TASK PROMPT:
In the essay about outgrowing video games, on which site did Iain Lee run his column about gaming?

Maybe, he suggested, we had outgrown video games.
The idea is as worrying as it is thought‐provoking. Is it possible to outgrow video games as a medium? Doesn’t that suggest that, subconsciously or not, we still pigeonhole games as toys and therefore as something childish, to be put away when adulthood beckons? It stands in stark contrast to other forms of entertainment media that even a so‐called “hardcore” gamer considers our medium something to be left behind in the fullness of maturity. Had my friend told me he thought he had outgrown television or books, I would certainly have found the statement much stranger than I did (though, thanks to a similarly odd social convention, comic books are also the province of children and stigmatised in adults). Despite my own acceptance of video gaming as an artistic medium, there was still a part of my brain willing to accept that as an adult, ostensibly mature and responsible, casting off games as childish playthings was reasonable.
It’s not an idea that the rest of my brain subscribes to. It is perfectly possible to outgrow content, but the system of content delivery? Video games are nothing more than a way of providing experiences, and those experiences need to be judged on their own worth rather than as representatives of a medium. The Disney cartoons which thrilled us as children may not cause our adult selves to flock into showings of the latest offerings from the House of Mouse, but that doesn’t mean we’re too sophisticated for cinema. Yet this is not an entirely uncommon reaction to the malaise garnered from years of video gaming. Years ago, minor celebrity & television presenter Iain Lee ran a column on the now‐defunct MSN‐UK site detailing his own love of gaming, of which the final column was a message reflective of my own; Lee still loved gaming as a concept, he claimed, but was finding himself increasingly apathetic towards the actual playing. Much as he craved it, the old magic had departed. Although he promised to return when he found the will, I do not remember another installment ever appearing.
Considering the current clutch of games sitting by my 360, I feel no stir of excitement or interest. Dishonored. Hitman Absolution. XCOM: Enemy Unknown. Far Cry 3. Assassin’s Creed 3. All well‐reviewed, popular games and all gathering dust on a shelf. These are all games for grown‐ups, specifically targeted towards people within my age bracket and brimming with murder, questionable moral decisions, betrayal, loss and other depressing concepts we like to call “mature”. I am a grown‐up, at least according to my driver’s licence, ergo these are games tailored to myself and my supposed interests. If this is true, why the burn‐out? It’s not that any of these games are particularly bad. All are, at their worst, competently constructed if uninteresting. Even the best of them, XCOM, is a struggle to play thanks to the emotionally draining nature of the game. The notorious difficulty, the permanent loss of valued troops, the seemingly inexorable slide into chaos of a terrified humanity; after completing a mission, this supposed leisure activity can be so fatiguing I feel the need for a break. Could it be that my flagging interest had its roots in my choice of titles?

(Part of a data file)
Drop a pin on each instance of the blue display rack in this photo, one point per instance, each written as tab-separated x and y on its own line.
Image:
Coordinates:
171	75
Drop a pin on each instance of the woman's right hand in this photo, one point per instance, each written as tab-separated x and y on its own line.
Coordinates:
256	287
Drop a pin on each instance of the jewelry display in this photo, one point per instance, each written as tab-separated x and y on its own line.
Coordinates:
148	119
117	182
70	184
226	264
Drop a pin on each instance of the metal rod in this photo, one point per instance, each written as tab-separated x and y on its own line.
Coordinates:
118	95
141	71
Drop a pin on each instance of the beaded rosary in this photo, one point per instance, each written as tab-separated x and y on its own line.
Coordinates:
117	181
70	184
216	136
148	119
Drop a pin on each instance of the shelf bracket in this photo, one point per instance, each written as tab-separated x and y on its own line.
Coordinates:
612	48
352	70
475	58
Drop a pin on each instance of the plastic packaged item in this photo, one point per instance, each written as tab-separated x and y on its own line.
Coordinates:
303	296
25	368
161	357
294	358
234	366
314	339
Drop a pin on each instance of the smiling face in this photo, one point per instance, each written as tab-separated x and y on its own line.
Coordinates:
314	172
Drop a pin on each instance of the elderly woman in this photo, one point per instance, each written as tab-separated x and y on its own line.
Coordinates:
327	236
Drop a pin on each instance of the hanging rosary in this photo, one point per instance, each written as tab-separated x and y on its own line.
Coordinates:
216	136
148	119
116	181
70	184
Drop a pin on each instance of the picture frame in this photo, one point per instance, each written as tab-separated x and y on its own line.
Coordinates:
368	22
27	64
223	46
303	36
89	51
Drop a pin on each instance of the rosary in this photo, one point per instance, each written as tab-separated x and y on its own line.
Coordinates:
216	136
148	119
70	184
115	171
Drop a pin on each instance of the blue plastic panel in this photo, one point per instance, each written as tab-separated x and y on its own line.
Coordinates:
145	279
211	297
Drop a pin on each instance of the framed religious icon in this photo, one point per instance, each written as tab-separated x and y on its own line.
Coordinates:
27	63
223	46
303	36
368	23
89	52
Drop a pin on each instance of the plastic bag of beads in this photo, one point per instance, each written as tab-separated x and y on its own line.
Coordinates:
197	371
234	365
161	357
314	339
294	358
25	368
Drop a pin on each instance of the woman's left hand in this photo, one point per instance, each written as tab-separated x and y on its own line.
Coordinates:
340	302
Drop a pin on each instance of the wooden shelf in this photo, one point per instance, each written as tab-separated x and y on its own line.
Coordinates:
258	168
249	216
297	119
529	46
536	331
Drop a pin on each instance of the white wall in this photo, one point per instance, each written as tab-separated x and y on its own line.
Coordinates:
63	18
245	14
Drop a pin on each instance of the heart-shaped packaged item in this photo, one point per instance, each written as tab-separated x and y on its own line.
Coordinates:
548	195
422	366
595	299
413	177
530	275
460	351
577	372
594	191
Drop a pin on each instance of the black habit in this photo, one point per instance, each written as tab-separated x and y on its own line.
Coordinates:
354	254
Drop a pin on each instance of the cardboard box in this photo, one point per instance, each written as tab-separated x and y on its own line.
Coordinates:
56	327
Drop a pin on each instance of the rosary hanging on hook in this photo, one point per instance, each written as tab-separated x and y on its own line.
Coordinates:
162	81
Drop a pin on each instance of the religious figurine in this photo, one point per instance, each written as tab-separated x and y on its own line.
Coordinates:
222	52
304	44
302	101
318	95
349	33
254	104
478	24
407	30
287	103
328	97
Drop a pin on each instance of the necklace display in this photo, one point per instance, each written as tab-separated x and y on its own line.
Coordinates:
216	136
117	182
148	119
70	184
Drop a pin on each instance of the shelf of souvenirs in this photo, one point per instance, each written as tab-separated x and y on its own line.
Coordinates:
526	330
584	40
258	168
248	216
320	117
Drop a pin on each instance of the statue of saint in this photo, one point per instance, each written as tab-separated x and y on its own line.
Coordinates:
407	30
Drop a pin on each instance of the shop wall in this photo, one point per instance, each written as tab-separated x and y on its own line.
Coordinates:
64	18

RESULT OF THIS EXERCISE:
On the now-defunct MSN-UK site.